-- Start Provided material --

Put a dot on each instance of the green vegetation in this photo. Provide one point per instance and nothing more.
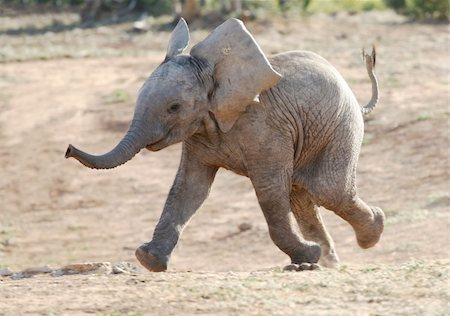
(421, 9)
(416, 9)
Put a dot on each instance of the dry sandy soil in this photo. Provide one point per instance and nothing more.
(61, 84)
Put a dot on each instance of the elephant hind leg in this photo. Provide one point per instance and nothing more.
(312, 227)
(330, 181)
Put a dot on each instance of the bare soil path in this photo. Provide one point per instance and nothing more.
(53, 211)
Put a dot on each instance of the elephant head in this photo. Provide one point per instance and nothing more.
(222, 75)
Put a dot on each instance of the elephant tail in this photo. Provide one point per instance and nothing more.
(370, 65)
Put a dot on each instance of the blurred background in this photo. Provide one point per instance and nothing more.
(70, 71)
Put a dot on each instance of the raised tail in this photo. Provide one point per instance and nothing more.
(370, 65)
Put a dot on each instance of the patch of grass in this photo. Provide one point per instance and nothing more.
(352, 6)
(407, 216)
(119, 313)
(119, 96)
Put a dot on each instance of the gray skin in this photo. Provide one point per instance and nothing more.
(289, 122)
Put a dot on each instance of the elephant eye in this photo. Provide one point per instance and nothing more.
(174, 108)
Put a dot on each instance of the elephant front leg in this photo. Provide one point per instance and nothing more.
(274, 199)
(190, 189)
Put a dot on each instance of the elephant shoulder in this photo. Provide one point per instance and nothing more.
(285, 59)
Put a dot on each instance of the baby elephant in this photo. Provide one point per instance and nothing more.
(289, 122)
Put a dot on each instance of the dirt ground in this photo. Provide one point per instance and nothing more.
(60, 84)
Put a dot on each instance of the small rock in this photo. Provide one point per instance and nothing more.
(123, 267)
(19, 275)
(5, 272)
(315, 266)
(244, 227)
(37, 270)
(84, 268)
(140, 26)
(291, 267)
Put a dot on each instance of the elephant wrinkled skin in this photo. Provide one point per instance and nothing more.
(288, 122)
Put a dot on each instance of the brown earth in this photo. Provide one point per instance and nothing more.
(78, 86)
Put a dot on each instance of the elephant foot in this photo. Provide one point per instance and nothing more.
(301, 267)
(368, 236)
(309, 254)
(149, 260)
(329, 260)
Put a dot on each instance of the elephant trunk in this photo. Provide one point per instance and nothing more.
(133, 141)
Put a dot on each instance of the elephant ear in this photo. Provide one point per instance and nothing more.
(179, 39)
(241, 70)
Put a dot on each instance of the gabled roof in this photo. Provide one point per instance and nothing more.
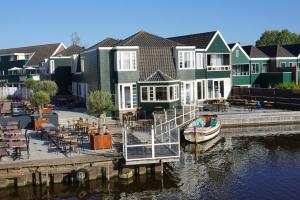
(293, 48)
(40, 52)
(71, 50)
(152, 59)
(108, 42)
(276, 51)
(231, 45)
(200, 40)
(254, 52)
(144, 39)
(159, 76)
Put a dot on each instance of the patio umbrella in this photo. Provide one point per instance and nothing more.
(15, 69)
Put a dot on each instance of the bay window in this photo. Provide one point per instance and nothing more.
(240, 70)
(127, 96)
(255, 68)
(126, 61)
(215, 89)
(199, 61)
(186, 59)
(159, 93)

-- End Provided material --

» To do
Rewrite all the records above, replacing "Put a dot on" with "Mark" everywhere it occurs and leaving everything else unchanged. Leave the pictures out.

» Output of the task
Mark each instance of the green vegetation in this photo. Provide one point per instance and nothing more.
(421, 9)
(416, 9)
Mark each instance of the dry sandy soil in this photo. Provide one point per instance and nothing more.
(61, 84)
Mark each instance of the elephant hind leg in this photo. Provide one point per instance and nothing more.
(312, 227)
(330, 181)
Mark each instance of the bare soil path in this photo. Provide one point per instance and nothing more.
(53, 211)
Mark each instance of the elephant head in this photo. Provide one point per instance and nothing more.
(222, 75)
Mark each instance of the elephant tail in this photo. Provide one point per instance and nothing more.
(370, 65)
Mark each instance of the blurred background in this photo. Provide one point per instance and nothing more.
(70, 71)
Mark each instance of the raised tail in this photo. Provide one point per instance and nothing more.
(370, 65)
Mark each instance of the patch of grass in this photo. Provide one point per instance and nothing more.
(352, 6)
(407, 216)
(119, 313)
(119, 96)
Mark each instance of the gray skin in this photo. Provide one point per instance and nothing more.
(289, 122)
Mark each instance of the elephant eye in this photo. Provide one point per instance and nothing more.
(174, 108)
Mark each instance of the elephant front leg in this photo. Provide one point per instance and nothing more.
(274, 199)
(190, 189)
Mark each instance of the elephant shoulder in this photo. Provide one point per instance and nothing more.
(285, 59)
Mark each instance of the baby elephant in this photo. Provide one point per instance and nothing more.
(289, 122)
Mark each instance of the dirt ground in this photo. Provide one point per instance and nothing more.
(60, 84)
Mark each instance of the small rock in this photo. Provide one point per instance and nothing more.
(123, 267)
(19, 275)
(5, 272)
(315, 266)
(244, 227)
(37, 270)
(84, 268)
(140, 26)
(291, 267)
Mark each instance of the elephant wrinkled skin in this photo. Provide one point per instance and nothing more.
(288, 122)
Mark each instance of the brown earth in this photo. Provide one point per instance and nothing more.
(78, 86)
Mark each instance of the elephant foot in this photo. Provide one point per instance and nothing more.
(301, 267)
(368, 236)
(309, 254)
(149, 260)
(329, 260)
Mark each instance of the elephant trunk in this photo. Provide one point per instance and nothing more.
(133, 141)
Mark each instance of the elephant ear in this photo. Provide one point per instance and nothing more.
(179, 39)
(241, 70)
Mark each instance of the gabled roof in this photo. Provide one point per instance and nothing more.
(293, 48)
(40, 52)
(71, 50)
(152, 59)
(108, 42)
(276, 51)
(231, 45)
(200, 40)
(254, 52)
(144, 39)
(159, 76)
Mark each instance of the patio umbrella in this photo. Provide one point per instance and nothing more.
(15, 69)
Mark each instance of the bay window in this photo. Provide one point per instance and nothing more.
(240, 70)
(127, 96)
(255, 68)
(126, 61)
(215, 89)
(199, 61)
(186, 59)
(159, 93)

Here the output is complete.